§ **Supplied records**:
──────────────────────────────
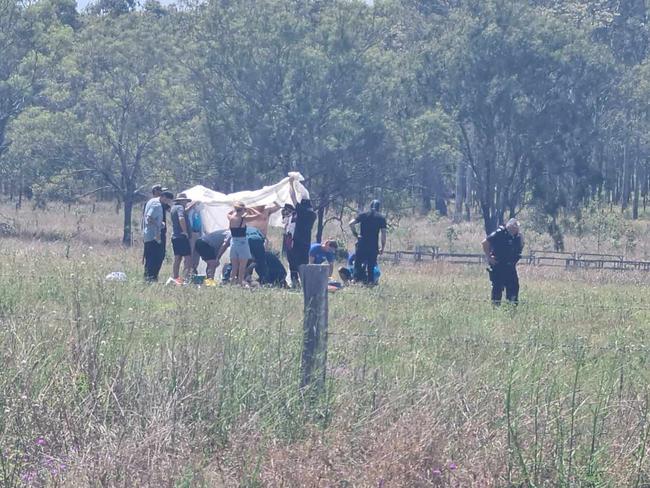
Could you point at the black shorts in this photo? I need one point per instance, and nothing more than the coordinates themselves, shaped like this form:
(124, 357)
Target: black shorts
(205, 250)
(181, 246)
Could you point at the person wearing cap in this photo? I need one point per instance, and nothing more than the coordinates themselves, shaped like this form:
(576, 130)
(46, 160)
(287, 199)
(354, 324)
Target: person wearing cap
(299, 223)
(372, 224)
(324, 253)
(503, 250)
(152, 226)
(181, 239)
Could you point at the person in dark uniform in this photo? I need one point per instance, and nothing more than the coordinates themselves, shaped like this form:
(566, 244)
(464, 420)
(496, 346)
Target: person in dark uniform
(503, 250)
(372, 223)
(297, 239)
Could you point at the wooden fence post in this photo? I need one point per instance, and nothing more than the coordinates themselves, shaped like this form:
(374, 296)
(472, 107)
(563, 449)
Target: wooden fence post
(314, 279)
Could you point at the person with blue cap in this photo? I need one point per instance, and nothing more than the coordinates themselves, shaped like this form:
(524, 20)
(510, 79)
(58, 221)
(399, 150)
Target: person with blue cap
(372, 224)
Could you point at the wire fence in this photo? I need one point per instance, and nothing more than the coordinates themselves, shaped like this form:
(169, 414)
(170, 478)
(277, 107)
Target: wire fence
(574, 260)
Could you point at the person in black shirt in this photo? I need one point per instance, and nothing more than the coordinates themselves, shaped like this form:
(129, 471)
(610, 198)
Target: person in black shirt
(298, 233)
(503, 250)
(372, 223)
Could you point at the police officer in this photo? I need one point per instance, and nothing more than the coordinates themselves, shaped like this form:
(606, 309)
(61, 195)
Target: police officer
(372, 224)
(503, 250)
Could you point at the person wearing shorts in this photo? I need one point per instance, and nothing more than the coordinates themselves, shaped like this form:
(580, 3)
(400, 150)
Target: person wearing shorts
(211, 248)
(181, 239)
(240, 252)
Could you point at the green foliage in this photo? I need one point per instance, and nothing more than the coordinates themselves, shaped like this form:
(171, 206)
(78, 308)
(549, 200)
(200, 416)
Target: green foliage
(498, 105)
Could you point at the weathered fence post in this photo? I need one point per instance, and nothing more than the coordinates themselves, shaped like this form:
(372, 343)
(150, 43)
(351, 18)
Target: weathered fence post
(314, 279)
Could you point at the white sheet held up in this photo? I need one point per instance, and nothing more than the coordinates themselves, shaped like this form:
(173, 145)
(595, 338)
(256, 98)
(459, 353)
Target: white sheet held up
(214, 206)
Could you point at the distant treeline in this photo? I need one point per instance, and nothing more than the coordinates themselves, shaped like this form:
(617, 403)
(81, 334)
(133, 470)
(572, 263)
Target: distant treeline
(495, 105)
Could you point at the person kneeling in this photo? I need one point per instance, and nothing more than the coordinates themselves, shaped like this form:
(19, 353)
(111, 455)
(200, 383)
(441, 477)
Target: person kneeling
(322, 253)
(211, 247)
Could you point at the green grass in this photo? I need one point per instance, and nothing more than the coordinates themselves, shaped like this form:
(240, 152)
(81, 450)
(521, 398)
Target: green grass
(136, 385)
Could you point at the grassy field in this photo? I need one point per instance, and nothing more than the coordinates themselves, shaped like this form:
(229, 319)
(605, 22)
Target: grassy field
(123, 384)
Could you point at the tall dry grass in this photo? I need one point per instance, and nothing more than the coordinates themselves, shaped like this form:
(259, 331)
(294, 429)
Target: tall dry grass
(124, 384)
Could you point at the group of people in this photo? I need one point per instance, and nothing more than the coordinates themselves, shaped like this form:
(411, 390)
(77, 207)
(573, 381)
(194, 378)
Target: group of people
(246, 238)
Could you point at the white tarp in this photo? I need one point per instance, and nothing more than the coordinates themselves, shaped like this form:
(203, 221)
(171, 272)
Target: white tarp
(214, 206)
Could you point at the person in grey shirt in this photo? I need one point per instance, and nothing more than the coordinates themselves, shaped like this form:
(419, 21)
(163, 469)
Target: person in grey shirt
(211, 248)
(152, 226)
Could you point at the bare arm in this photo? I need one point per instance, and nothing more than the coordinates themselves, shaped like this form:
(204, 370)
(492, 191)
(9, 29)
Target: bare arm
(183, 223)
(251, 214)
(222, 250)
(292, 193)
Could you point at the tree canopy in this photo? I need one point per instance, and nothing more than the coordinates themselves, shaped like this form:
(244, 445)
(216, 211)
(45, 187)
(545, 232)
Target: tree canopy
(494, 105)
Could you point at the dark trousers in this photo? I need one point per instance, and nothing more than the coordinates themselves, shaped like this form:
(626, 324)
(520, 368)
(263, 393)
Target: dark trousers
(259, 255)
(504, 276)
(365, 261)
(297, 256)
(153, 258)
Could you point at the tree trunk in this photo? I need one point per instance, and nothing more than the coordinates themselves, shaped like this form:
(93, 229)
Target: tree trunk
(127, 238)
(469, 191)
(320, 223)
(459, 198)
(625, 184)
(637, 188)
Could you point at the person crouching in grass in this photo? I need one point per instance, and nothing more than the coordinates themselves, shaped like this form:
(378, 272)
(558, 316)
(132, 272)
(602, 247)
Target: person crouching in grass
(181, 239)
(324, 253)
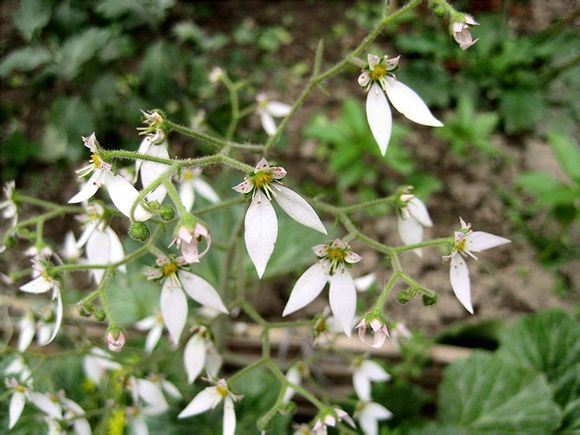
──────────────────────────────
§ **Work required**:
Write out the entries again, word for word. No images.

§ **Expected answer**:
Could you point at the black shorts in this photo? I need one point per instance, and nothing more than the coordinates themselves, shaped like this form:
(124, 357)
Target: black shorts
(205, 250)
(181, 246)
Could you point at the person wearing cap in this photo? I need one point per instance, and nothing more than the coordinates themselves, shaped like this form:
(576, 130)
(46, 160)
(287, 199)
(354, 324)
Target: person wearing cap
(299, 223)
(372, 224)
(324, 253)
(503, 250)
(152, 226)
(181, 239)
Could you point at the person in dark uniform in this photo? I need one point per instance, and nothing more than the coordinates themselves, shaped like this form:
(566, 244)
(464, 420)
(496, 346)
Target: person in dark uniform
(503, 250)
(372, 223)
(297, 239)
Could you point at the wooden fence post in this photo? I need one point per instance, and nothing more than the coordinates themselves, shaped like this form:
(374, 296)
(472, 107)
(563, 449)
Target: wooden fence post
(314, 279)
Could you point at the person with blue cap in this photo? I need one point per instance, and nothing more than the coordinates themselves, shaped like this form:
(524, 20)
(510, 79)
(58, 221)
(399, 150)
Target: person with blue cap
(372, 224)
Could you point at the wire fence in this photo? I need one point per instance, and nothing more than the coordinates themselves, shaped like this form:
(169, 414)
(170, 478)
(277, 107)
Target: wire fence
(574, 260)
Could you point at the person in black shirt in this photo? I need one point per instance, and nothing more than the coordinates themselves, shaped like this form:
(129, 471)
(610, 198)
Target: person in black shirt
(298, 233)
(503, 250)
(372, 223)
Could you point at the police officer in this photo? I need one point per instance, and nothing more than the coordinates themselves, shaped like this form:
(606, 309)
(61, 195)
Target: police officer
(372, 224)
(503, 250)
Could you point at the person wearing shorts in this photo? I need one point per instance, and nothing more than the coordinates themselves, shaped like this form:
(580, 3)
(400, 150)
Target: person wearing shorts
(211, 248)
(181, 239)
(240, 252)
Could you point at the green foliage in this photo? I need one point per instance, and nothing more than the coordinates themselves, shaped like this form:
(171, 206)
(78, 308)
(549, 200)
(200, 416)
Target: green foliage
(498, 105)
Could you point at the weathered fence post in this photo? I need one point per instance, and nothing more than the coordinates themselves, shaped like this form:
(372, 343)
(150, 43)
(351, 18)
Target: weathered fence post
(314, 279)
Could you point at the white sheet held up in this photo? I need one point per instance, and nothing more than the coordinates themselves, shaped like this form:
(173, 145)
(595, 338)
(256, 98)
(459, 353)
Target: white sheet held up
(214, 206)
Could you point at the distant treeline in this photo? I need one point per instance, and nothing more than the coordinates themselves, shaped like this form:
(617, 403)
(81, 334)
(133, 470)
(572, 263)
Target: distant treeline
(495, 105)
Could you point at the person kneeling in this photo? I need one point per instance, and nothing more than the coordinates themselves, shaped like this form:
(19, 353)
(111, 455)
(200, 383)
(441, 477)
Target: person kneeling
(322, 253)
(211, 247)
Could you point at the green grass in this photo? I need one point per instance, and nothing more than the coordinates themselves, shaped like this form:
(240, 152)
(81, 450)
(521, 398)
Target: green grass
(136, 385)
Could you point at the grassy field in this photo? I need one point per instance, and nothing more than the coordinates themselves, shaped like this form:
(229, 319)
(605, 22)
Target: grassy field
(123, 384)
Could you point at the tall dry grass in this photo? I need one point per instance, and nothing more than the coordinates themselves, shaped like this form:
(259, 331)
(294, 429)
Target: tall dry grass
(124, 384)
Could you point at the group of people in this photo? I need one point per instance, and nothing more than the coordinates themselves, shaped like this form:
(411, 390)
(77, 207)
(573, 381)
(194, 378)
Target: group of people
(246, 238)
Could you point at the white tarp in this photo? I need one point per instance, and nothing more than the coordinates themselves, shaped like this form:
(203, 221)
(171, 272)
Target: white tarp
(214, 206)
Could you point at the person in grey shirt in this photo? I need one point per instance, and nothing more than the coordinates themselves, shaped like this form:
(419, 21)
(163, 469)
Target: person in grey shirt
(211, 248)
(152, 226)
Could you point at the bare arm in this photo? I need one point per instance, and nothing more than the coordinates themselves, shaped like this form:
(204, 370)
(492, 191)
(9, 29)
Target: bare arm
(183, 223)
(251, 214)
(222, 250)
(292, 193)
Could you point at the tree canopy in this photo? I need one point per instance, and nothing more than the coordinates themselves, shaped like this form:
(244, 445)
(216, 211)
(45, 187)
(545, 232)
Target: tree canopy
(494, 105)
Could you point at the dark trousers in this photo? I need one point per instance, and nothing more than the coordinates themselves, shaped like this form:
(626, 324)
(520, 368)
(263, 393)
Target: dark trousers
(259, 255)
(504, 276)
(365, 261)
(297, 256)
(153, 258)
Could you point at the tree trunk in this photo? I need one point per instance, and nothing more than the coordinates themselves, shaped like this form:
(93, 229)
Target: tree trunk
(127, 238)
(469, 191)
(320, 223)
(459, 198)
(625, 184)
(637, 188)
Could you point at the person crouching in grass in this photo? I need one point per instance, and nothing more than the coordinates themselves, shaped like this form:
(378, 272)
(558, 316)
(132, 272)
(602, 247)
Target: person crouching in grass
(181, 239)
(324, 253)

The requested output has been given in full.